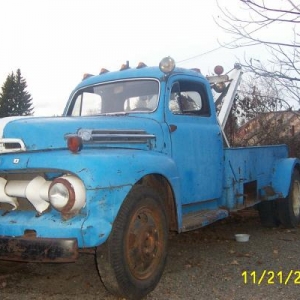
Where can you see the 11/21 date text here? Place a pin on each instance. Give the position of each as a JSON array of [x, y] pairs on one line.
[[271, 277]]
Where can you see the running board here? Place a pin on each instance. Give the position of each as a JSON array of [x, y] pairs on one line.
[[202, 218]]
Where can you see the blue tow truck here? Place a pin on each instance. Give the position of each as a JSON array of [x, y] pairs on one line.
[[137, 153]]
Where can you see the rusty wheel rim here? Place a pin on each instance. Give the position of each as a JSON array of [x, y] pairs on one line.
[[143, 244]]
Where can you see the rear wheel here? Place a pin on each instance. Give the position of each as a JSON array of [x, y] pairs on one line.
[[289, 207], [132, 260]]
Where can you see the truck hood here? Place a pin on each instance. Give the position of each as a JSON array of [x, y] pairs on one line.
[[35, 133]]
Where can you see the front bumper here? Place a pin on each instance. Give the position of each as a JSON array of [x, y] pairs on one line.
[[33, 249]]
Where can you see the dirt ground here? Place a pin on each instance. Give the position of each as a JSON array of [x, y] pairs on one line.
[[202, 264]]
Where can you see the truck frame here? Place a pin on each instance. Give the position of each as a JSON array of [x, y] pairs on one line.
[[137, 153]]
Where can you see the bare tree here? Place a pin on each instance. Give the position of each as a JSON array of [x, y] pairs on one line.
[[251, 27], [260, 115]]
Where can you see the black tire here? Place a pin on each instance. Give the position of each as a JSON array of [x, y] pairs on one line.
[[267, 211], [289, 207], [132, 260]]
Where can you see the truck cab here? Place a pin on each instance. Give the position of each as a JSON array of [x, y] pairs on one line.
[[137, 153]]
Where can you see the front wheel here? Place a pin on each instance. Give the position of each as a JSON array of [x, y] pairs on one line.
[[132, 260], [289, 207]]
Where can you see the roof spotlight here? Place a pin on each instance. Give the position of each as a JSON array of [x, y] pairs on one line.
[[167, 65]]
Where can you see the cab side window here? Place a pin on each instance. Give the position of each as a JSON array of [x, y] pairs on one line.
[[189, 97]]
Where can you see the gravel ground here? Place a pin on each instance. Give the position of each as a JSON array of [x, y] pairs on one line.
[[202, 264]]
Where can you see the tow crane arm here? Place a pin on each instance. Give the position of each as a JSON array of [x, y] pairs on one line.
[[226, 85]]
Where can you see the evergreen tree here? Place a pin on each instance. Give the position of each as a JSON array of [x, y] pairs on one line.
[[14, 99]]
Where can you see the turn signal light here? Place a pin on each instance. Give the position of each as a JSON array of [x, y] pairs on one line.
[[74, 144]]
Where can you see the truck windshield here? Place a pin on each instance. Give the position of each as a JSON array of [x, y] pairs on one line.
[[135, 96]]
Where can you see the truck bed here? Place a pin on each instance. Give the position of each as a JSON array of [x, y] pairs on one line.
[[248, 175]]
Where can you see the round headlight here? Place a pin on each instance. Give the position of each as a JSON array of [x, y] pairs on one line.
[[167, 64], [67, 194], [61, 195]]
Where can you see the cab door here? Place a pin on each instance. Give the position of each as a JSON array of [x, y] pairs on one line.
[[196, 139]]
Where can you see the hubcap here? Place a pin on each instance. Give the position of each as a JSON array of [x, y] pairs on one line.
[[143, 243]]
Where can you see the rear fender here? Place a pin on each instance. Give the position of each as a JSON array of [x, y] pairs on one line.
[[282, 174]]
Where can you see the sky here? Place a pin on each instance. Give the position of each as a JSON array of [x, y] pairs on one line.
[[54, 42]]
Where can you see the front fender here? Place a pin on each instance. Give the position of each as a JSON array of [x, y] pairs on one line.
[[282, 174], [109, 174]]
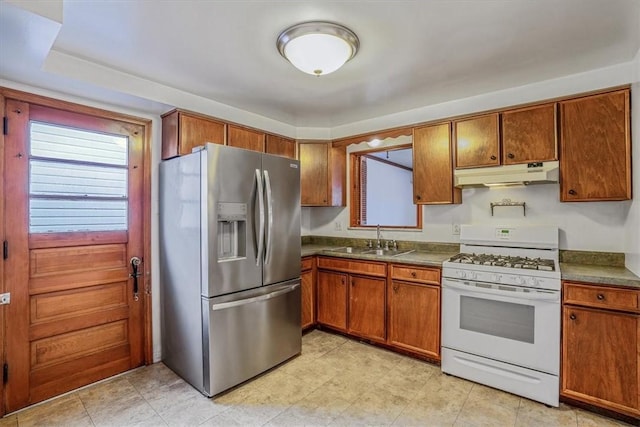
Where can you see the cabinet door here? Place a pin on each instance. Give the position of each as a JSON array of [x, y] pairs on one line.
[[433, 166], [367, 307], [600, 358], [280, 146], [477, 141], [182, 132], [314, 174], [308, 300], [529, 135], [414, 317], [332, 299], [245, 138], [595, 161]]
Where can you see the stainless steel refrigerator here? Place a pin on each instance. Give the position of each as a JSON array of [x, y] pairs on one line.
[[229, 264]]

_Your task_:
The pictures should not be reproduced; quote all of the other material exactly.

_Output_:
Where can you see the 11/21 date text here? Place a pin on each instance. Give the position of each as a JSON array of [x, y] pairs on one line.
[[271, 277]]
Where can you see the running board here? Place a pin on each instance. Give the position of each as a JSON array of [x, y] pairs on one line.
[[202, 218]]
Where can you see the blue tow truck here? Place a pin on each instance. Give the position of each as a JSON array of [x, y] pairs on one line.
[[137, 153]]
Where can you see the rusty wheel rim here? Place a pin on each instance. Give the position of each as a JSON array of [x, y] pairs on one line.
[[143, 244]]
Where can you see the rear wheel here? Place a pin on each instance. Give the position of each as a JSON array of [x, y] pairs on one line.
[[289, 207], [132, 260]]
Where can you see the truck hood here? Place a pin on each instance. Give the position of each as a JSON array of [x, y] pairs on one line.
[[35, 133]]
Where can you see the front bumper here? Place a pin on each instance. Give the position of each as a JSON array of [x, y] pairs on one line.
[[33, 249]]
Where can you see the dirt ground here? Place a pin on each instance. Give the position of each as a JSON array of [x, y] pairs on one line.
[[202, 264]]
Where can you see the truck frame here? Place a pin on each instance. Give the position of each as a JSON array of [x, y] pairs on one line.
[[137, 153]]
Where can you see the bare tree here? Place a pin on each instance. Give the position of each as a JSON array of [x, y] pairs on one line.
[[251, 27], [260, 115]]
Where can you see the black tire here? Place a pin on each instance. Give the position of each as a JSON array of [x, y] pairs on one line.
[[267, 211], [289, 207], [132, 260]]
Where can you see the truck cab here? Place a pin on each instance. Give the position of each as a JSON array of [x, y] pairs on one line.
[[137, 153]]
Where can you see the front wheel here? Place a pin on each instance. Give the position of each as a JSON array of [x, y] pairs on one line.
[[132, 260], [289, 207]]
Where can you see the roof spotlight here? Place a pin on each instance. Give the position of each as a JSON array of [x, y] pairs on one line.
[[167, 65]]
Where can you see the cab side window here? Place a pin on each instance. Give the position of each as a JSON array of [x, y] pairs on one line.
[[189, 97]]
Where can you see the gravel ground here? Place a pin on each instance. Give the position of each as a JSON array of [x, y] pairs on one line.
[[202, 264]]
Where can you see the tow crane arm here? Place a pin on each instance. Give the position of each as a JSON array of [x, y] pairs on one line.
[[226, 85]]
Where can you see the evergreen tree here? Place a pin on each instance. Give the position of each as a JSON array of [x, y] pairs on one line.
[[14, 99]]
Where can you see the turn signal light here? Place a pin on each instance. Give the position of each as a JSON array of [x, y] pairs on one line.
[[74, 144]]
Where can you see the truck windshield here? Place a pin on each instance. Give the position of each as a JSON array of [x, y] pairs on one line.
[[135, 96]]
Where can you see the truck bed here? Place a pin on each instance. Give the position of each as a JSON array of [x, y] pairs on one line.
[[248, 175]]
Where can you see the round headlight here? Place a pin on each instance. Give the position of each as a JSON array of [x, y] pairs on one line.
[[167, 64], [67, 194], [61, 195]]
Where can you see the cab door here? Place a pin on each instance. Give the position of each as a JSON array of [x, y] pairs on one line.
[[196, 139]]
Where can you see the hubcap here? Place a pin on each instance. Give the position of each as a JSON array of [x, y] pairs on one line.
[[143, 243]]
Where can you see the rear fender here? Place a pin on each instance. Give the position of each as a JSON array of [x, y] pairs on one line.
[[282, 174]]
Where can you see the sky here? Place a pin on each instance. Give the position of each as a JSON array of [x, y] pairs on one line.
[[54, 42]]
Where can you see the front fender here? Place a pin on each instance. Give the position of each as a JSON array of [x, y] pairs on one line.
[[282, 174], [109, 174]]
Where can you see the cabinet door here? Place a pin on each instance. Give the position of each as a JSON array of [x, y] pairs on one line.
[[433, 166], [367, 307], [600, 358], [280, 146], [477, 141], [182, 132], [314, 174], [308, 300], [529, 135], [414, 317], [332, 299], [245, 138], [595, 161]]
Where can you see the stainless steel refrigerator here? Place a pin on each instance. Give the position of each as a JSON array of [x, y] pairs on one line.
[[229, 264]]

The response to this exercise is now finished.